**Records**

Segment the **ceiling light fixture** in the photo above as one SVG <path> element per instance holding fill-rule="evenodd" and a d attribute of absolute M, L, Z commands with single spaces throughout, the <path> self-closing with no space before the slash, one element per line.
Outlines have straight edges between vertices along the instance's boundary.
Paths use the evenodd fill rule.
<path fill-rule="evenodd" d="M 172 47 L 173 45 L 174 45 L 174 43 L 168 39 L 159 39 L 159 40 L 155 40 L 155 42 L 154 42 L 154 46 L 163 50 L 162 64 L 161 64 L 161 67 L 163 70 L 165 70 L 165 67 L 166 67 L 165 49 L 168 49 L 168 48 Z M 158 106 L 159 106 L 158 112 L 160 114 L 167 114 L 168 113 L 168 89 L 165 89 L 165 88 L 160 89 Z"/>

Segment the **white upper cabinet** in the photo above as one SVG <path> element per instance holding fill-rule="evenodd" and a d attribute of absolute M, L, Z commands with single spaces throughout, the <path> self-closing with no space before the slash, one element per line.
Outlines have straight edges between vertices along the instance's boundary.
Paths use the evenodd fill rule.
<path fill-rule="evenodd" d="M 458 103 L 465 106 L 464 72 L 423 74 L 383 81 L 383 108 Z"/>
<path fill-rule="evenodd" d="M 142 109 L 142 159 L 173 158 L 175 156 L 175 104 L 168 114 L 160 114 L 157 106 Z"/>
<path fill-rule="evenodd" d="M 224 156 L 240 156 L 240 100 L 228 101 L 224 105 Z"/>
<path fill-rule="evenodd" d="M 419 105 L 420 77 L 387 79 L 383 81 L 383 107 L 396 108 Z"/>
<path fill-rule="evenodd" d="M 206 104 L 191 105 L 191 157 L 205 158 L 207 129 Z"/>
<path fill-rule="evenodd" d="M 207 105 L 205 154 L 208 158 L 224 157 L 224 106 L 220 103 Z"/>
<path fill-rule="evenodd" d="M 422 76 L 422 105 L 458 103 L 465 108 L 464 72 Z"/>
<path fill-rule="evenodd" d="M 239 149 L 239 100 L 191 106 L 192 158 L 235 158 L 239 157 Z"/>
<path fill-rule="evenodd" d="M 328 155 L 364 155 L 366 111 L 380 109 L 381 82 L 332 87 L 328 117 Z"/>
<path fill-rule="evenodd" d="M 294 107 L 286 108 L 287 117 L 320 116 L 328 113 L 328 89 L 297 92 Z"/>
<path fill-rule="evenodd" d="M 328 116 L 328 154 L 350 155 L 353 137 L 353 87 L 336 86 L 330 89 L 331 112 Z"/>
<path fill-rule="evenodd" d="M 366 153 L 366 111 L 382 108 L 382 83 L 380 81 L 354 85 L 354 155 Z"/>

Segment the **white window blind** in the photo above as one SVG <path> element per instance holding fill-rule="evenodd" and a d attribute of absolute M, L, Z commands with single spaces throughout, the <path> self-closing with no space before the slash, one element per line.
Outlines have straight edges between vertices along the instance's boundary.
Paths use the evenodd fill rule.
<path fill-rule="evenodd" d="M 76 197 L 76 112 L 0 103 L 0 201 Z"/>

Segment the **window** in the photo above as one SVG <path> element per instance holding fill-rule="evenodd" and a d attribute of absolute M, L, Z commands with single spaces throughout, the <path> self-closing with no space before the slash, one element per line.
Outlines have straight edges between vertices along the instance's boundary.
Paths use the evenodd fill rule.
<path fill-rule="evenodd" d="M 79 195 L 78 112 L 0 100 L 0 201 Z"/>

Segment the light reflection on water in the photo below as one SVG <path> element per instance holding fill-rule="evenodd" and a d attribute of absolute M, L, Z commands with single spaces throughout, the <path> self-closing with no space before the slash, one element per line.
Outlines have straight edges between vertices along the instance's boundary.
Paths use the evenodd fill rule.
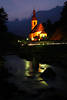
<path fill-rule="evenodd" d="M 16 84 L 19 89 L 33 92 L 39 88 L 47 88 L 48 84 L 39 77 L 40 73 L 37 73 L 34 78 L 29 77 L 33 71 L 31 61 L 20 59 L 15 55 L 6 56 L 5 59 L 5 67 L 8 67 L 8 71 L 13 74 L 8 81 Z"/>
<path fill-rule="evenodd" d="M 24 63 L 25 63 L 25 76 L 30 76 L 31 72 L 33 72 L 33 65 L 32 65 L 32 61 L 27 61 L 24 59 Z M 41 64 L 39 63 L 39 68 L 38 68 L 38 72 L 39 73 L 43 73 L 47 68 L 50 68 L 51 66 L 48 64 Z"/>
<path fill-rule="evenodd" d="M 38 77 L 37 80 L 39 80 L 41 84 L 44 84 L 44 85 L 48 86 L 47 82 L 44 81 L 43 78 Z"/>
<path fill-rule="evenodd" d="M 31 73 L 33 72 L 33 65 L 31 61 L 27 61 L 24 59 L 24 63 L 25 63 L 25 76 L 32 76 Z M 35 78 L 37 81 L 39 81 L 41 84 L 48 86 L 47 82 L 43 80 L 43 78 L 39 77 L 41 73 L 43 73 L 47 68 L 49 68 L 50 65 L 48 64 L 40 64 L 39 63 L 39 68 L 38 68 L 38 72 L 35 75 Z"/>
<path fill-rule="evenodd" d="M 35 78 L 27 77 L 28 74 L 25 73 L 29 73 L 29 71 L 31 71 L 30 66 L 32 67 L 32 63 L 30 61 L 21 59 L 16 55 L 8 55 L 4 58 L 6 60 L 5 67 L 8 68 L 9 73 L 12 73 L 12 76 L 9 77 L 8 82 L 14 83 L 19 90 L 26 90 L 30 93 L 36 93 L 39 89 L 53 87 L 62 90 L 61 92 L 64 95 L 67 93 L 67 68 L 59 66 L 52 67 L 49 65 L 51 68 L 55 70 L 56 78 L 55 80 L 49 81 L 47 84 L 41 77 L 38 77 L 38 75 L 36 75 Z M 41 64 L 41 67 L 44 66 L 46 65 Z M 41 72 L 44 71 L 42 69 L 43 68 L 41 68 Z"/>
<path fill-rule="evenodd" d="M 24 63 L 25 63 L 25 76 L 31 76 L 31 72 L 32 72 L 32 62 L 31 61 L 27 61 L 24 59 Z"/>
<path fill-rule="evenodd" d="M 50 65 L 48 65 L 48 64 L 40 64 L 39 63 L 39 69 L 38 69 L 38 71 L 40 72 L 40 73 L 43 73 L 47 68 L 50 68 L 51 66 Z"/>

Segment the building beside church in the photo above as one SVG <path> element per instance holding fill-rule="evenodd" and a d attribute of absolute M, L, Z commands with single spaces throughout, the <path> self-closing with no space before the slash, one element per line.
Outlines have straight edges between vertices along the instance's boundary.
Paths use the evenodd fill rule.
<path fill-rule="evenodd" d="M 31 41 L 40 41 L 47 39 L 47 33 L 44 30 L 44 26 L 42 25 L 42 23 L 38 24 L 35 10 L 33 10 L 33 16 L 31 20 L 31 32 L 29 34 L 29 39 Z"/>

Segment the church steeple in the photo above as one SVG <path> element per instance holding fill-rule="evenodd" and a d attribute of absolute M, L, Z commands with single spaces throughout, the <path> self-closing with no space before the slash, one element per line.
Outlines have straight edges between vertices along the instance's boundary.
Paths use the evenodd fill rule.
<path fill-rule="evenodd" d="M 37 25 L 36 11 L 33 10 L 33 16 L 32 16 L 32 21 L 31 21 L 31 29 L 33 30 L 36 25 Z"/>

**What is expected**
Could you copy each line of the material that holds "church"?

**Exercise response**
Segment the building beside church in the photo above as one SVG <path> element per instance holding fill-rule="evenodd" and a d attribute of absolute M, L, Z commands with single spaces throughout, the <path> self-closing with no space before the slash, one element per line.
Segment the church steeple in the photo above as one SVG <path> element per instance holding fill-rule="evenodd" and a d attribute of absolute M, L, Z commands with single spaces throughout, the <path> self-closing with no space before the slash, one element per line.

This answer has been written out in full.